Locate the line that contains "Whereabouts in the picture above is the green". Print it and each following line through the end of the listing, verbatim, and nothing more.
·····
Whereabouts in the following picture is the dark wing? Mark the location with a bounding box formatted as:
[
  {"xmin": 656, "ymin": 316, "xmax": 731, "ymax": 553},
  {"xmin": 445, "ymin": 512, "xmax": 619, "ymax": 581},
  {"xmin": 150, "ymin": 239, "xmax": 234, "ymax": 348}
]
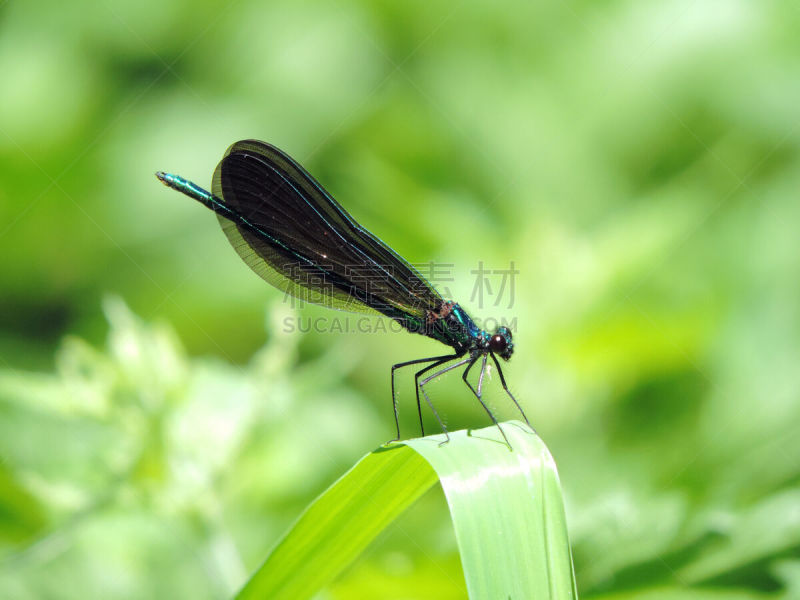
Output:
[{"xmin": 212, "ymin": 140, "xmax": 443, "ymax": 327}]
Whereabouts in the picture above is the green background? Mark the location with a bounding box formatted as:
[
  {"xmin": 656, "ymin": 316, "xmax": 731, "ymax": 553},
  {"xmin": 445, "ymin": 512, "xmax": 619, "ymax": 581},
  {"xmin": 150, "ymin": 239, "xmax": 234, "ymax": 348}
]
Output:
[{"xmin": 0, "ymin": 0, "xmax": 800, "ymax": 600}]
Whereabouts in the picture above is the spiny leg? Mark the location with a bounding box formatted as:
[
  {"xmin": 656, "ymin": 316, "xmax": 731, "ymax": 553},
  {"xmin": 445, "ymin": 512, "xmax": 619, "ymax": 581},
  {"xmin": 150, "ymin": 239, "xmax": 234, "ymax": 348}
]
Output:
·····
- ANSWER TO THIS EXERCISE -
Whereabouts in the picture above is the green background? Mark the location with a bounding box formatted as:
[
  {"xmin": 656, "ymin": 316, "xmax": 731, "ymax": 553},
  {"xmin": 445, "ymin": 512, "xmax": 619, "ymax": 581},
  {"xmin": 150, "ymin": 239, "xmax": 234, "ymax": 348}
]
Output:
[{"xmin": 0, "ymin": 0, "xmax": 800, "ymax": 600}]
Whereabouts in the picture above is the spiny leg? Mark the location with a bounding box formatted as:
[
  {"xmin": 656, "ymin": 316, "xmax": 731, "ymax": 553},
  {"xmin": 445, "ymin": 512, "xmax": 619, "ymax": 581},
  {"xmin": 150, "ymin": 239, "xmax": 234, "ymax": 348}
]
Output:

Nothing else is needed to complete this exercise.